WHAT TO PRODUCE: Determine how many lines in the rows below contain the string "woman", with case counting, and reply with that number alone.

MATERIAL FOR THIS TASK:
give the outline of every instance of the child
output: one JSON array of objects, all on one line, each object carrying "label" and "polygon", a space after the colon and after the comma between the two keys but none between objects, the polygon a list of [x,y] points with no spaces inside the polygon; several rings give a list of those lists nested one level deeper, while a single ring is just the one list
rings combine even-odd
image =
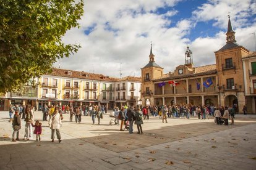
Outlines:
[{"label": "child", "polygon": [[33,124],[33,122],[32,123],[32,125],[33,127],[35,127],[35,130],[34,130],[34,134],[36,135],[36,142],[38,141],[38,137],[39,137],[39,141],[41,140],[41,137],[40,137],[40,135],[41,133],[42,132],[42,124],[41,123],[39,123],[39,121],[37,120],[36,121],[35,124],[34,125]]}]

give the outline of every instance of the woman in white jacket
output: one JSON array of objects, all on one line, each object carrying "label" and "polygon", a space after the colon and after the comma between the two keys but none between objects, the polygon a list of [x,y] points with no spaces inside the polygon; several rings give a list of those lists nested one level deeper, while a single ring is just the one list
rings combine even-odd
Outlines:
[{"label": "woman in white jacket", "polygon": [[59,132],[59,127],[61,126],[61,115],[58,111],[57,109],[55,109],[53,113],[51,123],[51,142],[54,141],[54,133],[55,130],[56,131],[57,139],[59,139],[59,143],[61,142],[61,133]]}]

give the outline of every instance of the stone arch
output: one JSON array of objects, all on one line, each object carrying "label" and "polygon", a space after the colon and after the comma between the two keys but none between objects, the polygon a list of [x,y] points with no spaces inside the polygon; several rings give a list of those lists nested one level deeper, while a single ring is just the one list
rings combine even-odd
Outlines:
[{"label": "stone arch", "polygon": [[224,107],[232,106],[234,107],[236,113],[238,112],[238,100],[235,95],[228,95],[224,99]]}]

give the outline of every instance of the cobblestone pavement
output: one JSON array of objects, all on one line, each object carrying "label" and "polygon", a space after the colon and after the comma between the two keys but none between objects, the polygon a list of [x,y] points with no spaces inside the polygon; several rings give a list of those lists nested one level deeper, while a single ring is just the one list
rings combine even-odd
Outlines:
[{"label": "cobblestone pavement", "polygon": [[[235,125],[213,119],[144,120],[143,134],[119,131],[108,114],[100,125],[90,116],[70,123],[64,115],[62,142],[51,142],[48,122],[42,140],[11,142],[6,111],[0,112],[0,169],[255,169],[256,115],[236,115]],[[35,112],[36,119],[42,113]],[[23,122],[22,122],[23,123]],[[96,120],[97,124],[98,120]],[[20,138],[24,135],[24,125]]]}]

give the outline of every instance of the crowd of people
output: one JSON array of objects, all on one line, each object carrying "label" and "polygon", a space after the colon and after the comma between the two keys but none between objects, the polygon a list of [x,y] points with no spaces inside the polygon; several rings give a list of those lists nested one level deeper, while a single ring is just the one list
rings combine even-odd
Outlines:
[{"label": "crowd of people", "polygon": [[[54,142],[55,132],[59,142],[61,142],[61,137],[59,131],[63,119],[63,114],[69,114],[69,121],[73,121],[73,116],[75,116],[75,122],[79,123],[82,121],[82,115],[89,116],[92,118],[92,124],[95,124],[95,118],[98,119],[98,124],[100,124],[100,120],[103,119],[103,115],[106,113],[108,108],[103,105],[89,105],[85,106],[72,105],[49,105],[42,108],[43,121],[48,121],[48,124],[51,129],[52,142]],[[21,119],[25,121],[24,140],[33,139],[33,134],[36,135],[36,141],[41,140],[40,134],[42,131],[41,123],[38,120],[34,122],[34,111],[33,106],[28,104],[24,106],[16,105],[11,105],[9,110],[9,121],[12,121],[14,132],[12,134],[12,141],[19,140],[19,134],[21,129]],[[127,129],[130,134],[133,133],[133,124],[137,125],[138,134],[142,134],[142,124],[143,119],[149,119],[151,116],[159,116],[162,123],[168,123],[168,118],[189,119],[190,116],[197,116],[198,119],[209,119],[209,116],[215,117],[215,122],[216,124],[228,125],[228,119],[231,120],[231,124],[234,124],[235,110],[231,107],[216,107],[213,105],[203,106],[195,106],[190,104],[179,104],[173,105],[149,105],[142,106],[122,106],[115,107],[113,109],[114,123],[120,124],[120,131],[123,131]],[[12,118],[13,116],[13,118]],[[33,133],[32,127],[35,127]],[[16,137],[15,137],[16,136]]]}]

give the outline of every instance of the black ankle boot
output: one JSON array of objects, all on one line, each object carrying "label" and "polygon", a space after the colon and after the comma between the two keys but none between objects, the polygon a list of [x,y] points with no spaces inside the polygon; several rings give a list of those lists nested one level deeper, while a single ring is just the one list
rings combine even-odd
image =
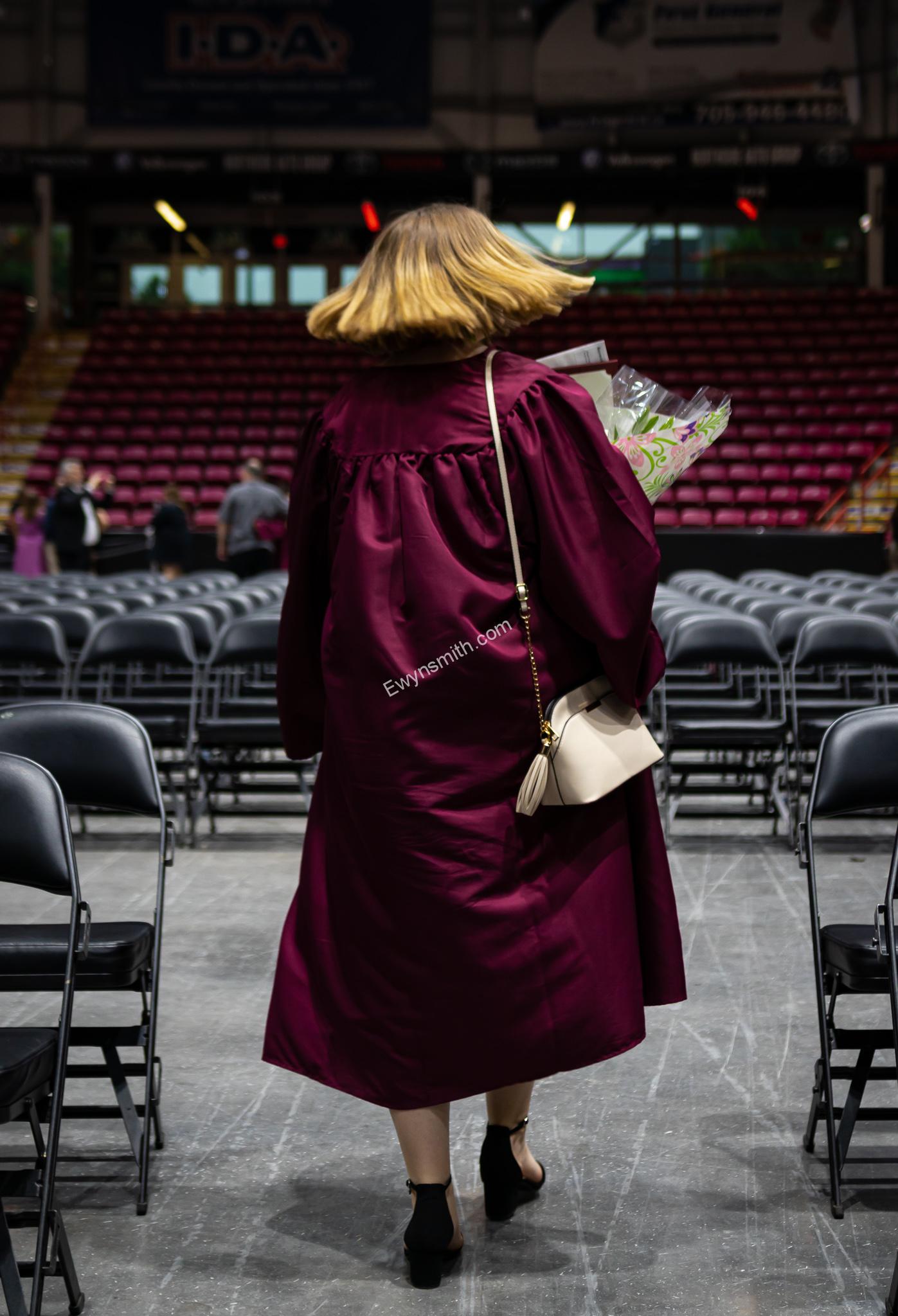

EXERCISE ANSWER: 2